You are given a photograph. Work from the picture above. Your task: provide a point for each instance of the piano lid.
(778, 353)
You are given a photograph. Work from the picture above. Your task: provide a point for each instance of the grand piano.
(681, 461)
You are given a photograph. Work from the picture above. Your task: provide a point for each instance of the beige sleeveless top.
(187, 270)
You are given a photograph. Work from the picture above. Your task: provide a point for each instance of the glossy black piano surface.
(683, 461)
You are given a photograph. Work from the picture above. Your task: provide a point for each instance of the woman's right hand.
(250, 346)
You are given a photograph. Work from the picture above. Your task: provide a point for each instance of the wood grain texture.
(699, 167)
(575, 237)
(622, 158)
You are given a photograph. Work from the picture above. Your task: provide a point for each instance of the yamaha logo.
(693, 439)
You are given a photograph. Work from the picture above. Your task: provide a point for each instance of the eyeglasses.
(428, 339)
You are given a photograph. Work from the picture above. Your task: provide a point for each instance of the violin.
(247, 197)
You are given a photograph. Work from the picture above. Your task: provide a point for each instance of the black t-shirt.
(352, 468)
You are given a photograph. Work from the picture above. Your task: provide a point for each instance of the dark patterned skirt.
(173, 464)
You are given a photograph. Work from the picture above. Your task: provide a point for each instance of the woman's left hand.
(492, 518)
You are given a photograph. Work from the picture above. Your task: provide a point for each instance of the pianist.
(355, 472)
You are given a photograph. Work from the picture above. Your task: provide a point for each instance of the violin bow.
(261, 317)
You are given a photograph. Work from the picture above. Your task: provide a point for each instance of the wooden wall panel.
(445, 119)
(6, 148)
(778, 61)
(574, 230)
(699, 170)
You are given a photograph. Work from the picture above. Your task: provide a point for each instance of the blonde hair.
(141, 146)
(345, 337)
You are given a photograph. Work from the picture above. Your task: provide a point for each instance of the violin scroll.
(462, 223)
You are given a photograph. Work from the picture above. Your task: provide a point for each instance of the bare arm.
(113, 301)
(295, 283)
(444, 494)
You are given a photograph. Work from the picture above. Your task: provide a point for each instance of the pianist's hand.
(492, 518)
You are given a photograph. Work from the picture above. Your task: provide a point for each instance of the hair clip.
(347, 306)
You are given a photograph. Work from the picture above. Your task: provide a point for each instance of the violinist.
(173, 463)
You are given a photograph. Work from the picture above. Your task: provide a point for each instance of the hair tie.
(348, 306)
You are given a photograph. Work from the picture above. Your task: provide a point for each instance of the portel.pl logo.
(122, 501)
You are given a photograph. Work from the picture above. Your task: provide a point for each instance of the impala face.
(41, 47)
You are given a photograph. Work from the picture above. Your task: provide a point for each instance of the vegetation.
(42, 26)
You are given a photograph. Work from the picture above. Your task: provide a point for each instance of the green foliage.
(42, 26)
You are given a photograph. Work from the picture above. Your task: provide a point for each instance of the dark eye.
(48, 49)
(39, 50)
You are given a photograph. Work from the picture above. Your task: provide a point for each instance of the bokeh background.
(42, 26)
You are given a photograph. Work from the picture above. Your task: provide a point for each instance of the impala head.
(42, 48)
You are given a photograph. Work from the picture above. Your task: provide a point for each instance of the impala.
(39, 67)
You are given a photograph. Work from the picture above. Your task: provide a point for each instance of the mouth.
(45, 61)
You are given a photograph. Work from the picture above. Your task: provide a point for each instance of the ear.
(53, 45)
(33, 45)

# Directive:
Would you reproduce all the entries exactly?

# Answer to this exercise:
You are given a photograph. Work from the picture above. Your task: provide a point for each instance of the piano lid.
(778, 353)
You are given a photograph. Work from the picture above. Your task: provide a point for each instance of the grand piano.
(681, 461)
You are given a photograph. Work from the picture above. Your task: provide a point for each instance of the beige sleeveless top.
(187, 270)
You are given a photograph. Work from the picture above. Your task: provide a point for each instance of the glossy black piano surface.
(683, 461)
You are given a photograph. Work from the picture above. Your task: provide a point for each instance of the woman's right hand.
(250, 346)
You are given a photograph. Work from the picture above. Your task: provide a point for each instance of the wood grain texture.
(699, 167)
(575, 237)
(622, 158)
You are given a photograph. Work from the picture above. Your task: provide a point for each instance of the yamaha logo.
(693, 439)
You are given a photograph. Work from the picture above. Your task: provide a point for each instance of the eyeglasses.
(428, 339)
You are given a photograph. Work from the picture above. Your task: provide a point for each instance of the violin.
(247, 197)
You are given a photograph. Work from the picture above. Your task: provide a point for each instance of the black t-shirt.
(352, 468)
You are given a photograph. Work from the picture above. Your task: provide a point for each instance of the dark patterned skirt.
(173, 464)
You are given a photograph. Work from the picture above. Your task: provide a point for each instance of the woman's left hand.
(492, 518)
You are given a photograph. Work from the picture above. Your task: provide a point for each instance of the pianist.
(355, 472)
You are given a photograph. Work from the picture above. Your task: provide a point for each instance of the violin bow.
(261, 317)
You are given a photograph. Work from the picture above. Your task: provide a point for each instance of the wooden wall panel.
(445, 119)
(6, 148)
(778, 61)
(574, 230)
(699, 170)
You are given a photograph. Work from the picture above. Your task: provide a point for each instance of the blonde hair.
(141, 146)
(345, 337)
You are given a photograph. Work from the picture above. Your task: provide a point for each instance of the violin scroll.
(462, 223)
You are given a photograph. Work from the picture above. Your task: provide a point for each instance of the bare arm.
(113, 301)
(295, 283)
(444, 494)
You are given a photograph. Work from the picture above. Your task: provide a point for each instance of the pianist's hand.
(492, 518)
You are given a photograph. Work from the picture above. Your task: provide a point for each instance of the hair clip.
(347, 306)
You are given a photograph. Work from the picture above. Your task: provide a point for each instance of the violinist.
(173, 463)
You are given a photograph. Work from the picture above. Your task: provide a point for each instance of the hair tie.
(348, 306)
You are given a photograph. Work from the picture above. Your task: provide a point for each instance of the portel.pl logo.
(122, 501)
You are given a photograph. Work from the picture above. Your task: provide a point for each instance of the impala face.
(41, 47)
You are given a photograph. Work from the picture above. Your task: provide a point for each instance of the vegetation.
(42, 26)
You are given a photograph. Work from the picture above. Your task: provide a point for each instance of the green foliage.
(42, 26)
You are given a photograph. Work from the picture above. Your task: provide a point for each instance of the dark eye.
(48, 49)
(39, 50)
You are given a photograph. Work from the picture above. Your task: provide a point for each instance of the bokeh background.
(42, 26)
You are given a photograph. Work from the picture above. Your task: provide a point for each instance of the impala head.
(42, 48)
You are given a photograph. Work from the picture above. Your task: provide a point for each instance of the impala.
(39, 67)
You are given a photograph. Work from the picture above. Your task: provide a point for each instance of the mouth.
(45, 61)
You are given a photograph. Work from the picture above. Your task: provide a point for each instance of the ear.
(53, 45)
(33, 45)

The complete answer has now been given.